Teks Halaman ::
----------
Tafsir As-Sya`rawi An-Nisa 1-3 (Poligami)
Disusun Oleh : Muhammad Fadhlan Syaifudin, Muhammad Muthiurridlo, Ikrom
Najibuddin
Fakultas Ushuluddin
Institut PTIQ Jakarta
PENDAHULUAN
Nikah adalah
salah satu asas pokok hidup yang paling utama dalam pergaulan masyarakat yang
sempurna. Pernikahan itu bukan hanya satu jalan yang amat mulia untuk mengatur
kehidupan rumah tangga dan keturunan, tetapi juga dapat dipandang sebagai satu
jalan menuju pintu perkenalan antara satu kaum dan kaum yang lain, dan
perkenalan akan menjadi jalan untuk menyampaikan pertolongan antara satu dengan
yang lainnya.
Dalam
pernikahan dikenal juga dengan istilah poligami, poliandri, dan monogami.
Poligami ialah seseorang suami yang memiliki istri lebih dari satu, dalam Islam
poiligami di perbolehkan dengan syarat mampu menegakkan keadilan dalam rumah
tangganya.
----------
Baris hasil ekstraksi:
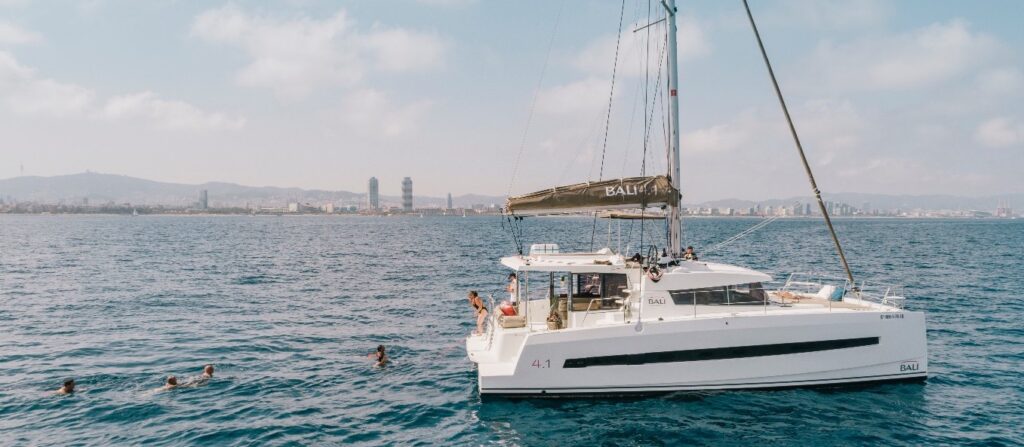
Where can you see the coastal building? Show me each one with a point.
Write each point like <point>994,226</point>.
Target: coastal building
<point>373,199</point>
<point>407,194</point>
----------
Soal ::
Tuliskan tanpa perubahan bagian teks tafsir tentang poligami, dari "Disusun Oleh : Muhammad" sampai dengan "poliandri, dan monogami.".

Hasil Tugas ::
Disusun Oleh : Muhammad Fadhlan Syaifudin, Muhammad Muthiurridlo, Ikrom
Najibuddin
Fakultas Ushuluddin
Institut PTIQ Jakarta
PENDAHULUAN
Nikah adalah
salah satu asas pokok hidup yang paling utama dalam pergaulan masyarakat yang
sempurna. Pernikahan itu bukan hanya satu jalan yang amat mulia untuk mengatur
kehidupan rumah tangga dan keturunan, tetapi juga dapat dipandang sebagai satu
jalan menuju pintu perkenalan antara satu kaum dan kaum yang lain, dan
perkenalan akan menjadi jalan untuk menyampaikan pertolongan antara satu dengan
yang lainnya.
Dalam
pernikahan dikenal juga dengan istilah poligami, poliandri, dan monogami.